Report how many lines in the listing below contain the word "undershirt". Reply with the number only.

Point annotation dataset records:
○ ○ ○ ○ ○

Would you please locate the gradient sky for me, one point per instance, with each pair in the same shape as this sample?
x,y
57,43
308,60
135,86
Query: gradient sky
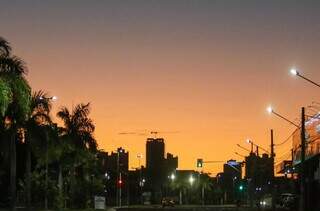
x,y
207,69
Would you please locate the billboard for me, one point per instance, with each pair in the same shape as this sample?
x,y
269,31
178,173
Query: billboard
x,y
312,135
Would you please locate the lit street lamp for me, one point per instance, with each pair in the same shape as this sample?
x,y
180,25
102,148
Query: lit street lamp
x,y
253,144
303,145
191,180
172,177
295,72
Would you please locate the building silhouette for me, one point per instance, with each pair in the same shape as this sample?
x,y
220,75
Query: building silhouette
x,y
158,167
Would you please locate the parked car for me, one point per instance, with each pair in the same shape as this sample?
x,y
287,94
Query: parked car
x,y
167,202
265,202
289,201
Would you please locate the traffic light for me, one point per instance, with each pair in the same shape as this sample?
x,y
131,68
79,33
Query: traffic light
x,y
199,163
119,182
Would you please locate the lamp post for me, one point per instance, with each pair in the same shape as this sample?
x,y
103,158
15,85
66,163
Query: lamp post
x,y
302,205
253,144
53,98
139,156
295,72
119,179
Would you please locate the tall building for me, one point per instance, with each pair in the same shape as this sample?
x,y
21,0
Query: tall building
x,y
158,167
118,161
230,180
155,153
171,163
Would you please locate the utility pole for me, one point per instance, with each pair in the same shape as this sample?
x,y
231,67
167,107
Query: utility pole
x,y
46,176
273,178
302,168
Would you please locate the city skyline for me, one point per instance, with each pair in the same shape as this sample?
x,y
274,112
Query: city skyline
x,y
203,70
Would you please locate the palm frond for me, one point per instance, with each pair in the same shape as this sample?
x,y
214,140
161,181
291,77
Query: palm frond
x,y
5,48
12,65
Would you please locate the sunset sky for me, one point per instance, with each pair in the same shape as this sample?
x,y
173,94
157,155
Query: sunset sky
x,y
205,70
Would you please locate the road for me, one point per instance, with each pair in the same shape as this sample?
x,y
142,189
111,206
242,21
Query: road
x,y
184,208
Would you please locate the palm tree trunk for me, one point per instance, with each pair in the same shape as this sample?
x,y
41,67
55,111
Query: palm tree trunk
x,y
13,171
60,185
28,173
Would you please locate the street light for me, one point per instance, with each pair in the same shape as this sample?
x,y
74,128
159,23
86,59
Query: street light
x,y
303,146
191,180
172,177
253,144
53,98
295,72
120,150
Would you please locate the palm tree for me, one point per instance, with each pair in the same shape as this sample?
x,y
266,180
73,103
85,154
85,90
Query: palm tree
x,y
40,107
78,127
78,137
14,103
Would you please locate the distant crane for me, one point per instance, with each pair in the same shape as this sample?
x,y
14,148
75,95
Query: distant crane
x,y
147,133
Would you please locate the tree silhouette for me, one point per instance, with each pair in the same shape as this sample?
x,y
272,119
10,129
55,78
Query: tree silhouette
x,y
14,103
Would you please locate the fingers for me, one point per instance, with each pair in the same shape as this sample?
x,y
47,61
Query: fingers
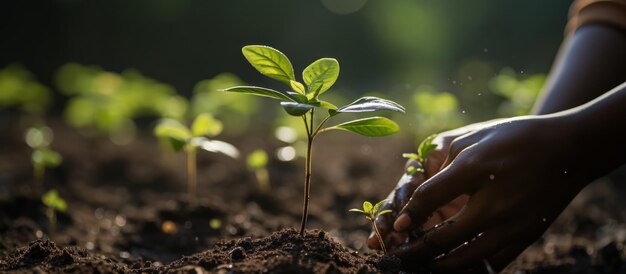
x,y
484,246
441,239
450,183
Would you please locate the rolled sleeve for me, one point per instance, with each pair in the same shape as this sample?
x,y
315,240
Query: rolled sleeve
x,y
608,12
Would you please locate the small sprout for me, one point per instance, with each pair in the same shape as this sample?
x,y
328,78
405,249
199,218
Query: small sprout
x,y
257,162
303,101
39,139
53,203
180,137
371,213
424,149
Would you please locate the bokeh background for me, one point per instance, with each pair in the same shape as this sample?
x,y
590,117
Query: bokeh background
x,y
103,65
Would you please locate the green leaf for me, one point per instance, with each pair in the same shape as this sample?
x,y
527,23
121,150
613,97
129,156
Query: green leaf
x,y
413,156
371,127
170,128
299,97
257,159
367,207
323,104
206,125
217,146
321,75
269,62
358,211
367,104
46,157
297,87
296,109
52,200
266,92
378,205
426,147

○ ○ ○ ○ ○

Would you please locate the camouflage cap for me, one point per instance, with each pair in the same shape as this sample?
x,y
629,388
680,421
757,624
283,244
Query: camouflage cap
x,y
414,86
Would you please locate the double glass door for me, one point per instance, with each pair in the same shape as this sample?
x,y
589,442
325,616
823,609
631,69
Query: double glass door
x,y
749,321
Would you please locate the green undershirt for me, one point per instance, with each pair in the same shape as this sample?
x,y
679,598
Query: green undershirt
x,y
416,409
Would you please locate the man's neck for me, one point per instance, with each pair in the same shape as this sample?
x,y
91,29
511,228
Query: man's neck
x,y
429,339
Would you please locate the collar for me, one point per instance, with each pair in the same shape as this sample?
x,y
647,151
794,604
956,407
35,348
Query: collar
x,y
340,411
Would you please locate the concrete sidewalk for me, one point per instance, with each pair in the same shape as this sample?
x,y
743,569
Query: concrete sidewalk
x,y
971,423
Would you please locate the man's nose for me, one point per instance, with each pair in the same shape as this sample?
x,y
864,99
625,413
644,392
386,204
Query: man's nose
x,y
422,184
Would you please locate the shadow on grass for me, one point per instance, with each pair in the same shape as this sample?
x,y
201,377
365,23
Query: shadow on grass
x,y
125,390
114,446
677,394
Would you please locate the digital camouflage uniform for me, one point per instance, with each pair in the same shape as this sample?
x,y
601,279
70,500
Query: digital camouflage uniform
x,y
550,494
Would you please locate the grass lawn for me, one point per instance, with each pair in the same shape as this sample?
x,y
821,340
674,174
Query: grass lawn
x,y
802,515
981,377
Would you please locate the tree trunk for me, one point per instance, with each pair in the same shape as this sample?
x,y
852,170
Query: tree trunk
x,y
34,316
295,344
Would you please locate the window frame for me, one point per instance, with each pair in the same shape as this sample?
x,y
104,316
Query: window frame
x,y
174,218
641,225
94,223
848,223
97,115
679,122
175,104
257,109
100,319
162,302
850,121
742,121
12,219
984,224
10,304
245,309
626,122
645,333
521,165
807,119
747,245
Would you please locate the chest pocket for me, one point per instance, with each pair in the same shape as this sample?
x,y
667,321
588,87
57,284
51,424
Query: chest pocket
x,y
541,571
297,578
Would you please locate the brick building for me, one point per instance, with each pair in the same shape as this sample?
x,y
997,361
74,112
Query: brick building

○ ○ ○ ○ ○

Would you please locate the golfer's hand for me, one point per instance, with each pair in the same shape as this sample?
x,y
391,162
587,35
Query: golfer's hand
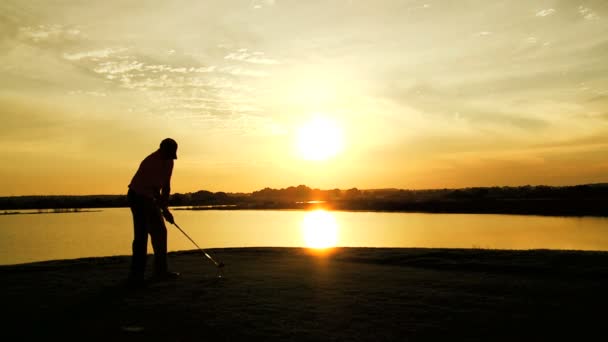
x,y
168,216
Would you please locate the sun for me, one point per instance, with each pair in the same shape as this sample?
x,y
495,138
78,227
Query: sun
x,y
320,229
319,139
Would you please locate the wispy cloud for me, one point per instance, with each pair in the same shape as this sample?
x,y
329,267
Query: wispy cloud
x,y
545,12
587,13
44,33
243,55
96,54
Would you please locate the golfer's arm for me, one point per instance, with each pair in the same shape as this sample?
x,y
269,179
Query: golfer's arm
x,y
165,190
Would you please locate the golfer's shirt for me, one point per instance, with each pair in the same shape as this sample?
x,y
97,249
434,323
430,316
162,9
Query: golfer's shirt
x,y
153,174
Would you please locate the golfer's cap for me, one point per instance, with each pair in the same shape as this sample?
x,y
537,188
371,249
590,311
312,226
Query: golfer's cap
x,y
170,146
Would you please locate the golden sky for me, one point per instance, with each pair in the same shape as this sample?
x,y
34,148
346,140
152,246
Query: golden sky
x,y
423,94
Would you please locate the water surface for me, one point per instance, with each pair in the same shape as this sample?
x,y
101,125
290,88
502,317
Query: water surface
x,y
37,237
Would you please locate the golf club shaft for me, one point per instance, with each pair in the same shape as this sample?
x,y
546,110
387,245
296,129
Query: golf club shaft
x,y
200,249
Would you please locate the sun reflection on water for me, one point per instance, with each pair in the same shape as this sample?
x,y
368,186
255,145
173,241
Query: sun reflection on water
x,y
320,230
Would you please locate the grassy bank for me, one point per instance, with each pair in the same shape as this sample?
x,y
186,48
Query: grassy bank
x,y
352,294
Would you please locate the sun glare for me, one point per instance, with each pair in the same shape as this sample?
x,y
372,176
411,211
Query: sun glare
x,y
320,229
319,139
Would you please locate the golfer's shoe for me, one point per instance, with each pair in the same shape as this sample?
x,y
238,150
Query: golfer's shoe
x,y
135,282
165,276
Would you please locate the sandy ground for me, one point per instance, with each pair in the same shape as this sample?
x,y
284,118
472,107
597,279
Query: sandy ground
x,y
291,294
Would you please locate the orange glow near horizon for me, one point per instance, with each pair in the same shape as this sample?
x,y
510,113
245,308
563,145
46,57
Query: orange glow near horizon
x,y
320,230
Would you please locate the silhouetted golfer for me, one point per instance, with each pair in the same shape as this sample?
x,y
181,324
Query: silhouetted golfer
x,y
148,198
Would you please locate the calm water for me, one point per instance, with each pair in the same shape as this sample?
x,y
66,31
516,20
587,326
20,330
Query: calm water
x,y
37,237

○ ○ ○ ○ ○

*EXERCISE ANSWER:* 2